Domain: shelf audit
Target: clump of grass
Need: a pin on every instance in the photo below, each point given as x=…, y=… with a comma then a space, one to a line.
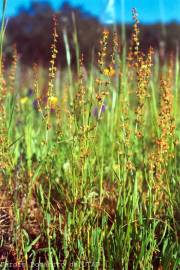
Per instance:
x=95, y=170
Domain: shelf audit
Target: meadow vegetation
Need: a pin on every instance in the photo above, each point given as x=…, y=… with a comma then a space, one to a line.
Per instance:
x=89, y=160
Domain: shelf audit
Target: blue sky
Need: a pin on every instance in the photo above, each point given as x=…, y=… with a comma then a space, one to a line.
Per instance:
x=108, y=10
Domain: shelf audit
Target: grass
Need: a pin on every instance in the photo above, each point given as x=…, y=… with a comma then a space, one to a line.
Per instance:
x=90, y=168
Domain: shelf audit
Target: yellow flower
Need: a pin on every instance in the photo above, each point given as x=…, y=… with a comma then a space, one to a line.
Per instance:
x=23, y=100
x=52, y=102
x=109, y=71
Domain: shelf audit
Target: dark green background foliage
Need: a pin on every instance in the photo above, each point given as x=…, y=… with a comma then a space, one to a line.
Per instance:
x=31, y=31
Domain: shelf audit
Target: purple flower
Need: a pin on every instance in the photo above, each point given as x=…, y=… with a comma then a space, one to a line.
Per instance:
x=30, y=92
x=97, y=112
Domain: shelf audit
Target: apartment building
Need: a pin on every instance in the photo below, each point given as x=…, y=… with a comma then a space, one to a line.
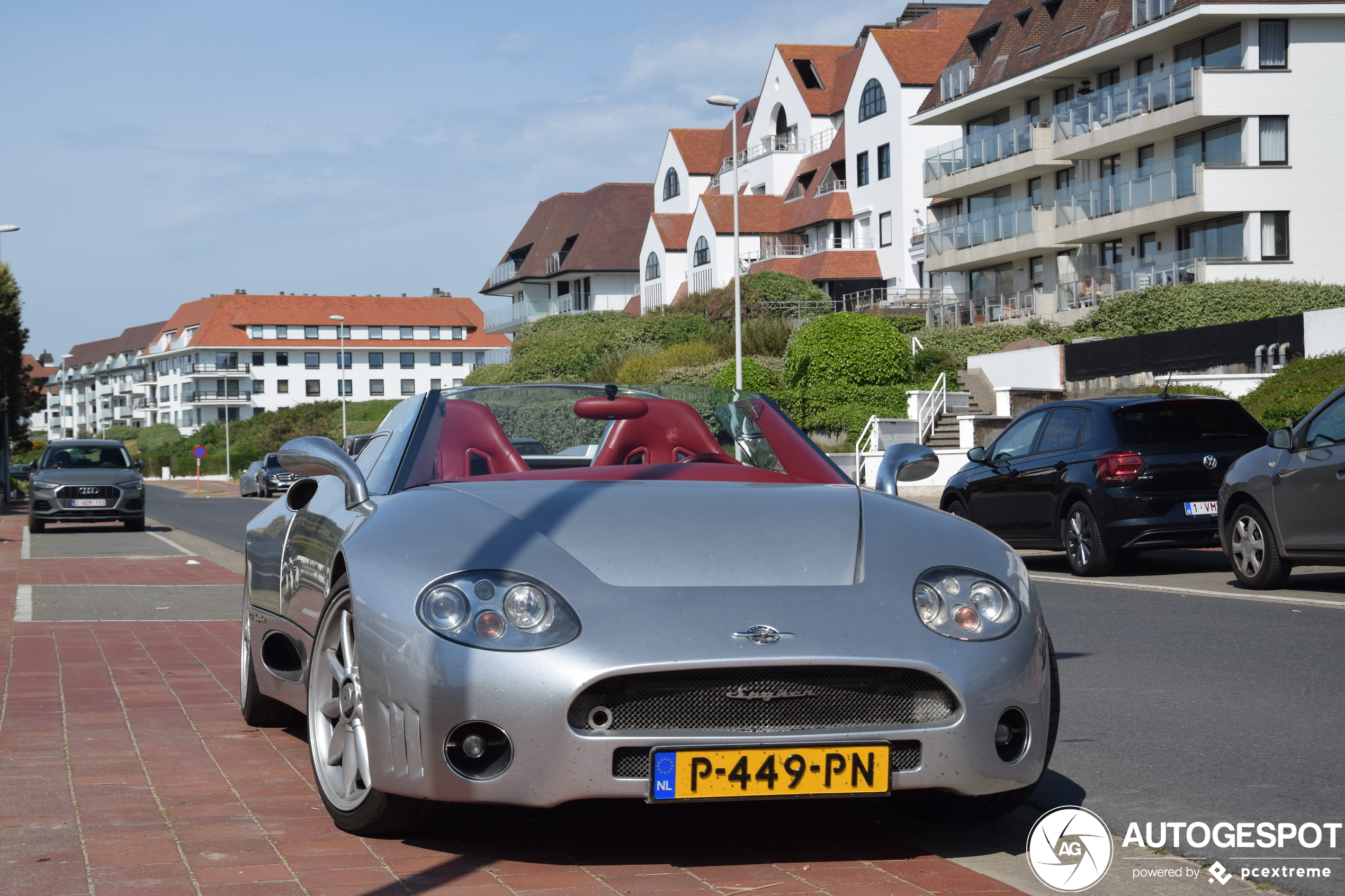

+ + + + + + +

**REQUIREMENTS**: Starting at the first of these lines and stopping after the line that contains "x=89, y=160", swap "shelf audit" for "inventory check" and leave everything else as it is. Leave the pictures out of your answer.

**FULL ANSWER**:
Domain: inventory check
Target: clump of grass
Need: a pin on every instance in the photo below, each point given as x=…, y=… with a comma then a space, one to a line.
Per instance:
x=95, y=170
Domain: inventory check
Target: meadow vegetation
Need: a pin on every instance in the photo above, each point given as x=…, y=… with a comma then a space, one to a line.
Per instance:
x=89, y=160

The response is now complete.